Location: Subtropical Horticulture Research2013 Annual Report
1a. Objectives (from AD-416):
The objectives are to: 1) identify genetic variations (single nucleotide polymorphisms, or SNPs) in 20 diverse cacao germplasms plus Matina 1-6 for the development of SNP markers; 2) generate transcript profiles for seven different stages during cacao floral development; 3) build a set of cacao reference sequences from data generated in this cooperative agreement and from other publicly available DNA sequences; and 4) generate and host web and FTP sites for data analysis and distribution to project participants, the cacaogenomedb website, and to the scientific public when analyses are complete.

BRIEF 1
In the report objectives, rewrite the passage starting at "Location: Subtropical Horticulture" and ending at "analyses are complete.", putting "expression profiles" in place of "transcript profiles".
BRIEF 2
Please state whether each statement agrees with the report objectives, answering yes or no and quoting the words that decide it: (a) SNPs are to be identified in 20 diverse cacao germplasms plus Matina 1-6. (b) Transcript profiles are to be generated for ten stages of floral development. (c) The reference sequences are to be built only from data generated in this cooperative agreement.

(Records from a dataset)
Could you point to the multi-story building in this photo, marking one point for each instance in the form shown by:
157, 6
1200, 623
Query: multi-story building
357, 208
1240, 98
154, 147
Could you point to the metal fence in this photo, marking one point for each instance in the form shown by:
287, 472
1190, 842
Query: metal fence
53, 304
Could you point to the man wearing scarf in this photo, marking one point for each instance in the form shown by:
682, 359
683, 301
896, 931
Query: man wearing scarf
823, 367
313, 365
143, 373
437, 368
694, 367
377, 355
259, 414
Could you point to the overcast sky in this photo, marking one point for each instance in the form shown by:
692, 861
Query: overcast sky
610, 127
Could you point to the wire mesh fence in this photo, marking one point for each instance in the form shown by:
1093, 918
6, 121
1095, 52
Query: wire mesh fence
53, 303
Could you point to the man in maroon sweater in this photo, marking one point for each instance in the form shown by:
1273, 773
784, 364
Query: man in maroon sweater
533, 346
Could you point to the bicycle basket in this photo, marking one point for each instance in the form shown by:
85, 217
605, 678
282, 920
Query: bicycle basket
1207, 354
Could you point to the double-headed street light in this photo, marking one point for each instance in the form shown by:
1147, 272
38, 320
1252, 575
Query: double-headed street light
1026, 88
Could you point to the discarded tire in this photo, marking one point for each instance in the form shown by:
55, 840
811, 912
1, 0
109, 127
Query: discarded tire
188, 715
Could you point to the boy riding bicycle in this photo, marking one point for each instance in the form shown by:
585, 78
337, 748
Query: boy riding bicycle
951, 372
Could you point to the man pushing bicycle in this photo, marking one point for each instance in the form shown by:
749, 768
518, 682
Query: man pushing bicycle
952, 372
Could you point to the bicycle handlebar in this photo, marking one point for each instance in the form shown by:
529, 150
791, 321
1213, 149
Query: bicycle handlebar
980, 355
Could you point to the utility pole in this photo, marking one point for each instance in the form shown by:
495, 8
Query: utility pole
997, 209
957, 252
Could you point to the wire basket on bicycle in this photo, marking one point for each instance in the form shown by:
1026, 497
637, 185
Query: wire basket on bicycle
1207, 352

TASK ANSWER 1
Location: Subtropical Horticulture Research2013 Annual Report
1a. Objectives (from AD-416):
The objectives are to: 1) identify genetic variations (single nucleotide polymorphisms, or SNPs) in 20 diverse cacao germplasms plus Matina 1-6 for the development of SNP markers; 2) generate expression profiles for seven different stages during cacao floral development; 3) build a set of cacao reference sequences from data generated in this cooperative agreement and from other publicly available DNA sequences; and 4) generate and host web and FTP sites for data analysis and distribution to project participants, the cacaogenomedb website, and to the scientific public when analyses are complete.

TASK ANSWER 2
(a) Yes: "identify genetic variations (single nucleotide polymorphisms, or SNPs) in 20 diverse cacao germplasms plus Matina 1-6"
(b) No: "seven different stages during cacao floral development"
(c) No: "from data generated in this cooperative agreement and from other publicly available DNA sequences"